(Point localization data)
>>

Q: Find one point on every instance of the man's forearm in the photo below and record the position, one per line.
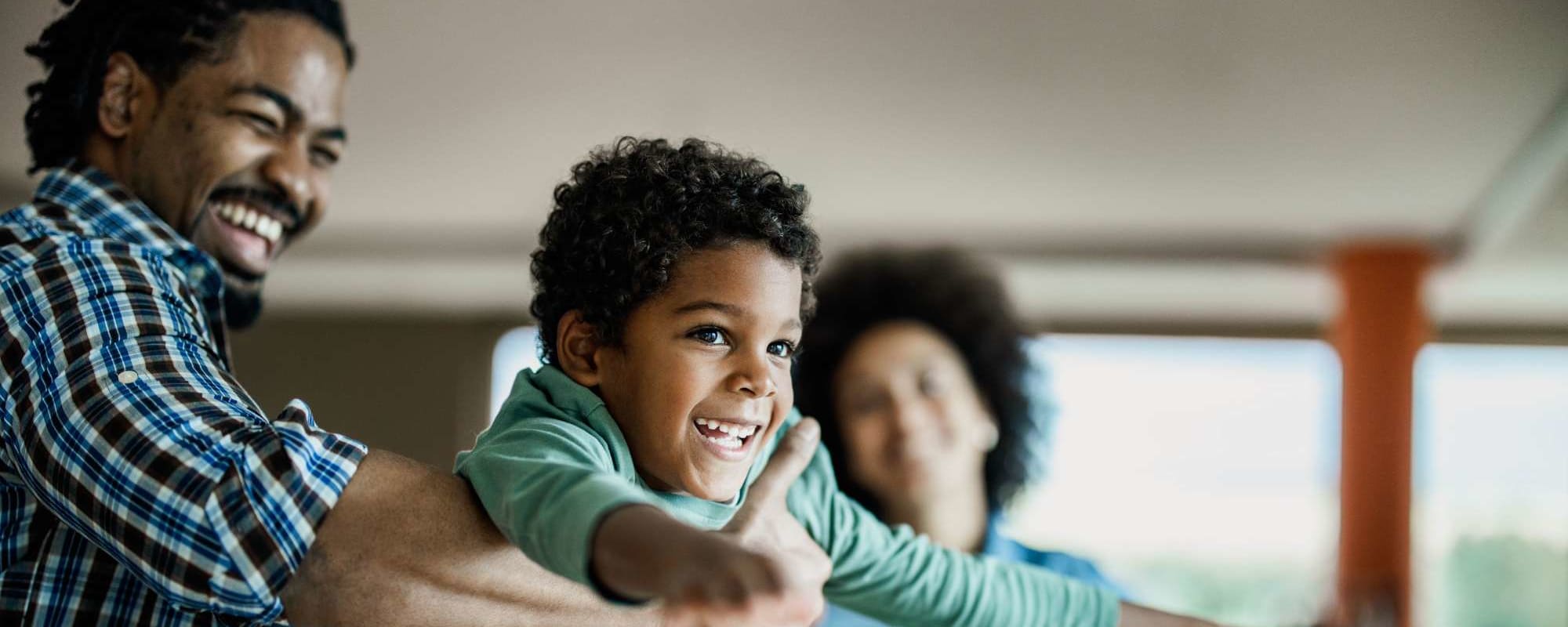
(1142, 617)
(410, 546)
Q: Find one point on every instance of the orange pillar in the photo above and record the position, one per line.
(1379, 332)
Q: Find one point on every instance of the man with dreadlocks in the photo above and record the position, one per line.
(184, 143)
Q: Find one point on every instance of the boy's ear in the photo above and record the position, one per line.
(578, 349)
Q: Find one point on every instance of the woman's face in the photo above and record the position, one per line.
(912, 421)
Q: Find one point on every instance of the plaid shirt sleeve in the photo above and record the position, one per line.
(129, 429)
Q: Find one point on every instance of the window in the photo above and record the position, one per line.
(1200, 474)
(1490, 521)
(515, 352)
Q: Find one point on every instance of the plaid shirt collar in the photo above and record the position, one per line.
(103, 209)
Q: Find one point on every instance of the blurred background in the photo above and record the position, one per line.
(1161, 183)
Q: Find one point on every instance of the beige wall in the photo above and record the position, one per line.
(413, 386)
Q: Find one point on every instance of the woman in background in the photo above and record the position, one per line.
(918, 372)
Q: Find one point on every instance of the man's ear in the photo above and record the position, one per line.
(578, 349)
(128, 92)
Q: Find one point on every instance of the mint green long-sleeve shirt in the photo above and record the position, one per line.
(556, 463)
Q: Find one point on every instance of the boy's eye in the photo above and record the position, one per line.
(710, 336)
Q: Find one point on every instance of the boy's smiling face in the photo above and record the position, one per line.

<<

_Exercise directions_
An exact copy of all the lines above is required, with the pictures removed.

_Solution to this problem_
Q: Find one point on every instance of the man's forearm in the photo below and record the position, one per line.
(1142, 617)
(410, 546)
Q: Find one point on every instance of the orange pillar in the photo above and record the position, one per line.
(1379, 332)
Q: Find one point on every instance of the man with dreadlocks in the photo above and record the position, one per line.
(184, 143)
Q: Find one point on every instance of the boy's ear in the photo above and record the position, one per line.
(578, 349)
Q: Find one point on every instance of the woman's face in the photo above and record the position, one per line.
(912, 421)
Q: Find one point on every instance of the plaid shirt sleeve in the photo above and record the position, one per line.
(129, 429)
Q: Find one point on every instance of the window in the photo above and record the position, one per line.
(1200, 474)
(1490, 521)
(515, 352)
Q: Find one point on every instance of the plaid shirt collar in the photo above and record the position, one per line.
(103, 209)
Q: Find one point on every instance of the blurred background in the photo above and record the position, one per line.
(1161, 183)
Q: Find one point on every instance of the beige wall in the photo above and record the position, one per line.
(413, 386)
Q: Find one point on every instance of the woman in background in the photo above and record the position, one per line.
(918, 372)
Q: Find one point on every instance of the man's ear in the photo above and record the position, one per line.
(578, 349)
(128, 92)
Q: Find one point on every instance of the mint green long-sleeve shirt in the photo above and record the position, one per line.
(556, 463)
Q: Find one point on every instance of the boy's eye in the photo above and record the position, one per line.
(710, 336)
Q: Find one point on every instance of the boy's smiling face in the photo above and record the position, one per line.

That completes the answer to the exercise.